Goal
Please write out the data from the line containing "inflatable panel, shown" down through its final line, with both of those lines included, keeping every character unchanged.

Input rows
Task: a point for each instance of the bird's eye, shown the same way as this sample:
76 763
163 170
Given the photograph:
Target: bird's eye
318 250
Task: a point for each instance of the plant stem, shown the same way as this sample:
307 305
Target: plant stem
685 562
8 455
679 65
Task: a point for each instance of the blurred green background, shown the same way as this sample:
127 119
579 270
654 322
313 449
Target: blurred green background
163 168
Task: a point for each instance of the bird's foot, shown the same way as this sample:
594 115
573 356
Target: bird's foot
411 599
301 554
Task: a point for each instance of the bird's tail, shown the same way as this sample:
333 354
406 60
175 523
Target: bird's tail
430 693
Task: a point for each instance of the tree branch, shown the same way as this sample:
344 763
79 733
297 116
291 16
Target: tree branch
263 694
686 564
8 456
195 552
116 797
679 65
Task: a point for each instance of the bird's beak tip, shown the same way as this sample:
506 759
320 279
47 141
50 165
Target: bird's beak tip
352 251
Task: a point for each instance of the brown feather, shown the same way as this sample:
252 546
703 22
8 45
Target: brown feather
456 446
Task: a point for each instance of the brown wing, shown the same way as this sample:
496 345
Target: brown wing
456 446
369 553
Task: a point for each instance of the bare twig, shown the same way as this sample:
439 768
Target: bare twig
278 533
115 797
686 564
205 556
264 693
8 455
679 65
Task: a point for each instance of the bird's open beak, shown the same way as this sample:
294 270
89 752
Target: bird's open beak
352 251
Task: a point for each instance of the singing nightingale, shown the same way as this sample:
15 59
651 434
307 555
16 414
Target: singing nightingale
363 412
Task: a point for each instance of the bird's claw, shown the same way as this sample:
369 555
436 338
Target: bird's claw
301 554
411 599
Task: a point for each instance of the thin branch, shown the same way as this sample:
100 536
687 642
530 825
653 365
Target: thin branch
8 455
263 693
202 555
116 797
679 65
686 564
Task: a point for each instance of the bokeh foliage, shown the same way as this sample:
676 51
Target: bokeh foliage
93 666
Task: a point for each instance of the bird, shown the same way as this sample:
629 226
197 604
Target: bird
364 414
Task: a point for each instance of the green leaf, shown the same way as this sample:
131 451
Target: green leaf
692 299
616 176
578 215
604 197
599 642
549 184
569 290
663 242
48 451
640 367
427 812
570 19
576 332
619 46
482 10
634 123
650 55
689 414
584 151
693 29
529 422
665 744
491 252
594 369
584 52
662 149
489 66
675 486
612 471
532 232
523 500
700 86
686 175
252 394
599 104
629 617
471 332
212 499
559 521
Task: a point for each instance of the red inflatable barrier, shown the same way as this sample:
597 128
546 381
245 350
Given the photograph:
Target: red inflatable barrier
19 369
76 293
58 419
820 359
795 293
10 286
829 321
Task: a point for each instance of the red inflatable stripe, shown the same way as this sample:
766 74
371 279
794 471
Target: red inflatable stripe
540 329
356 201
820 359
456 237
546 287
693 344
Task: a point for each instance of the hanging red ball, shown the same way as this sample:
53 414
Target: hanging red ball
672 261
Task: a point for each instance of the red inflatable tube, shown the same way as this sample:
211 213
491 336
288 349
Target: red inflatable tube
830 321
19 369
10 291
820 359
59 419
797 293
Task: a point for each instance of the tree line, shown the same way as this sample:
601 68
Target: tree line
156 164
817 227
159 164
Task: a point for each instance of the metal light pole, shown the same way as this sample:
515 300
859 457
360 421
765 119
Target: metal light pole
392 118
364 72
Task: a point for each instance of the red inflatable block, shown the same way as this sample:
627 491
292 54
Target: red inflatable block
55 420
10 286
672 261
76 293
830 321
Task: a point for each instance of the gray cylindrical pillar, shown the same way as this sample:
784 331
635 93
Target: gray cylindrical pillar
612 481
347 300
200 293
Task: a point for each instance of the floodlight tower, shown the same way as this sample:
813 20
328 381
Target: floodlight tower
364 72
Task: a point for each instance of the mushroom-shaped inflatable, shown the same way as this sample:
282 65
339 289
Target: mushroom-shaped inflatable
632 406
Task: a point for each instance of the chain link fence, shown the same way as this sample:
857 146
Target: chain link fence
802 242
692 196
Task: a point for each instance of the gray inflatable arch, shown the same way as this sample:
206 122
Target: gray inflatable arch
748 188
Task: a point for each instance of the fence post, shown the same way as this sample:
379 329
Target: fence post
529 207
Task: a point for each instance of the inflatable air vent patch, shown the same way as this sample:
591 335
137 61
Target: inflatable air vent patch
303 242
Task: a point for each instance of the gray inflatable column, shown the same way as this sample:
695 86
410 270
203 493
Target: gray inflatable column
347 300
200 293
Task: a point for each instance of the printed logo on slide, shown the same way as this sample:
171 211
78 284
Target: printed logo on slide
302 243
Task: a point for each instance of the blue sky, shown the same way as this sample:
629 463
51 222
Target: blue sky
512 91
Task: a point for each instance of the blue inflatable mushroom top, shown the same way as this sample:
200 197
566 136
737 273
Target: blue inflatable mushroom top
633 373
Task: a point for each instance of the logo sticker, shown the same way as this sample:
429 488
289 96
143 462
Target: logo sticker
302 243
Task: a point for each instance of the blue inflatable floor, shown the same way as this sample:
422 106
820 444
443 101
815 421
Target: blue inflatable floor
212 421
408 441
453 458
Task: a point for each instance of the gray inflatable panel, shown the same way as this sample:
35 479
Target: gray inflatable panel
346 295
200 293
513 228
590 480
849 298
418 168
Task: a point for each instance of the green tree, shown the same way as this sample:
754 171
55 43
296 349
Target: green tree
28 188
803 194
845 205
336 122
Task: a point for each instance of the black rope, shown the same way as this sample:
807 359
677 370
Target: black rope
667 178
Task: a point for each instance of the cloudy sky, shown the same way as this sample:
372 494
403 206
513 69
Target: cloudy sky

Task response
Task: a point for each instance of the gray inflatable panel, shown the same way as this sample:
35 479
Target: gray inflatable panel
346 295
200 293
513 228
590 480
849 298
418 168
Task: a point for each instance of the green tree, shown the same way as this sample:
754 171
55 43
296 349
Target: green tree
28 188
803 194
845 205
336 122
Task: a point for each instance of the black rope, shown the same way as this sample:
807 359
677 370
Target: black rope
667 178
Task: a point for each instance of the cloudy sky, shown the same way as this sample:
372 494
403 206
513 69
Target: cloudy sky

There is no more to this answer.